• TASK GOAL
Among the records below, find each line containing the word "house" and copy it.

*** Opening of ENTRIES SHOWN ***

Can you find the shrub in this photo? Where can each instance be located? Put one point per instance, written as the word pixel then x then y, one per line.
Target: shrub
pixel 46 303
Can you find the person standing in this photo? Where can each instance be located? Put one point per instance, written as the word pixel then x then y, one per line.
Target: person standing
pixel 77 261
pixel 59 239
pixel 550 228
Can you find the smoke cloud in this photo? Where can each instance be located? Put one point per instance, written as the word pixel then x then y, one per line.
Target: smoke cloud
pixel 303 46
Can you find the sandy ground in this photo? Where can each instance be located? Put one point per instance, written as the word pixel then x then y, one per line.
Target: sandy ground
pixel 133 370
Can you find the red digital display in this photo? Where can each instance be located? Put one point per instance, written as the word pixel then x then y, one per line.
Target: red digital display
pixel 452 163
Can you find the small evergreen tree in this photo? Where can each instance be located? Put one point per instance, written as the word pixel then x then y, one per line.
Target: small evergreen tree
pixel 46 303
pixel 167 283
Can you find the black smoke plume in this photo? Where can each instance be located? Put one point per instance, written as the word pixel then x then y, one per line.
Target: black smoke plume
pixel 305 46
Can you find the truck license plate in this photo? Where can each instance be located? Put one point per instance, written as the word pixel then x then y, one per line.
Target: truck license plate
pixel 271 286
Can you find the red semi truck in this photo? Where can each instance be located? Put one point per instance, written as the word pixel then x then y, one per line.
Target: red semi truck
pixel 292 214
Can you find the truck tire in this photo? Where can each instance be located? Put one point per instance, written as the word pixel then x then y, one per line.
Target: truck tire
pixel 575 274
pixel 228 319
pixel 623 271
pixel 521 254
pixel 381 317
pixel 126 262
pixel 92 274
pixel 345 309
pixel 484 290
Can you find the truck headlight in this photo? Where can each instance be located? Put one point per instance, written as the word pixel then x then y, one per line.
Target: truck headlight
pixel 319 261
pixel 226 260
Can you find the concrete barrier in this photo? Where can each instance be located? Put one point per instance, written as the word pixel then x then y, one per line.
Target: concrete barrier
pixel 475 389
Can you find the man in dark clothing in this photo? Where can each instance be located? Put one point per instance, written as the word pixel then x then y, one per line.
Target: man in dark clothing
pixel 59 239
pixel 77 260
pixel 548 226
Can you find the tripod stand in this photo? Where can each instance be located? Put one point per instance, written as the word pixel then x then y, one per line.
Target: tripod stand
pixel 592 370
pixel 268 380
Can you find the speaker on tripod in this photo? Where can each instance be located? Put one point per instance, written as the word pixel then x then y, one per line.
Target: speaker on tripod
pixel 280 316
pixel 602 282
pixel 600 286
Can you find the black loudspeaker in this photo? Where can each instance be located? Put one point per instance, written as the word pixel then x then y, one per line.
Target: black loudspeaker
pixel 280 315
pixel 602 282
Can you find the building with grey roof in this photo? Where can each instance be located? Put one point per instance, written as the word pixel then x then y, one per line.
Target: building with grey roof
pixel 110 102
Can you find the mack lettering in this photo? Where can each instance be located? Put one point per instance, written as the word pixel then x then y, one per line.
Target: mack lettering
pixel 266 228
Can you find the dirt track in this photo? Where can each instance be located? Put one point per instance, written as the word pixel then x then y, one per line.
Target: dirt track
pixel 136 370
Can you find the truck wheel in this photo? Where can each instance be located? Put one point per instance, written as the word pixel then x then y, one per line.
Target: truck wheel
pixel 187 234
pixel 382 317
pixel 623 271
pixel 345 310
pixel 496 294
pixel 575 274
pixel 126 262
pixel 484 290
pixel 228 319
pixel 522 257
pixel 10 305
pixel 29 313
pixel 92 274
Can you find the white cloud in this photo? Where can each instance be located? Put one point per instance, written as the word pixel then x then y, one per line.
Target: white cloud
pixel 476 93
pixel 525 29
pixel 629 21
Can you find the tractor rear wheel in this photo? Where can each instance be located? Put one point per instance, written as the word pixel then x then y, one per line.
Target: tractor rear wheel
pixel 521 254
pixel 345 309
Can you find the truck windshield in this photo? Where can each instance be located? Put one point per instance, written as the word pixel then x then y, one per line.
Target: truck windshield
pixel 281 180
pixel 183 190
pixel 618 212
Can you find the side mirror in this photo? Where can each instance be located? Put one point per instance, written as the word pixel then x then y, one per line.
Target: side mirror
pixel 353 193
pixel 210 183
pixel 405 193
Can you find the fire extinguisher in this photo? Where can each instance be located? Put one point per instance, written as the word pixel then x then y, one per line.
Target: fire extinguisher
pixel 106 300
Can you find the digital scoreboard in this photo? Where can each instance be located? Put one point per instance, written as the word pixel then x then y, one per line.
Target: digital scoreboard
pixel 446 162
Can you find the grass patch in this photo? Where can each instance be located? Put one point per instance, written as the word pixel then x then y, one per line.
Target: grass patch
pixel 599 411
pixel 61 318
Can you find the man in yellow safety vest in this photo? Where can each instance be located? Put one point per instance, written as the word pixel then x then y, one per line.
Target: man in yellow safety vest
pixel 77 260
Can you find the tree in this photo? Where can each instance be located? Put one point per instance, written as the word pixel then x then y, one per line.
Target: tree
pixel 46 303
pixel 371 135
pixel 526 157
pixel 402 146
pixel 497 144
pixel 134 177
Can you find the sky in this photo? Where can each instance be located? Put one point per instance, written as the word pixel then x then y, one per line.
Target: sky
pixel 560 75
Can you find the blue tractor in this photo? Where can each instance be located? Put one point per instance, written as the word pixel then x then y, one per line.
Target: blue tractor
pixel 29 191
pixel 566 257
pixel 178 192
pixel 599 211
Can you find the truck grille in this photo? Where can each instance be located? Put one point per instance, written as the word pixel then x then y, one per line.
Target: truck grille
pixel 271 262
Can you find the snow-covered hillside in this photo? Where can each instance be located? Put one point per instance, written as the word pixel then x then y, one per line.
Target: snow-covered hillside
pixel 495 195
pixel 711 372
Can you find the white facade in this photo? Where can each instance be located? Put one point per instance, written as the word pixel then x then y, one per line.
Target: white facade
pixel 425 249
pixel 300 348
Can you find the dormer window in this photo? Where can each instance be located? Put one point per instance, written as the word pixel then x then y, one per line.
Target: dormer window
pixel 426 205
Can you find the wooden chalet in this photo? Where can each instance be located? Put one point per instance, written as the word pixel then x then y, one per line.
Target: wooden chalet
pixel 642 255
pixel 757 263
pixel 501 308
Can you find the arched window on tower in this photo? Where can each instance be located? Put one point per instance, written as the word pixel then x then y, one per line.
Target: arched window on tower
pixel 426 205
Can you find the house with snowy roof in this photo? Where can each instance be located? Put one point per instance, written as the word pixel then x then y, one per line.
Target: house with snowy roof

*** Close of ENTRIES SHOWN ***

• YOUR SOLUTION
Can you find the house with snowy roof in this photo? Where can each instance be located? Put one point per instance, written as the word pixel then x then y, one per line.
Target: house with snowy roof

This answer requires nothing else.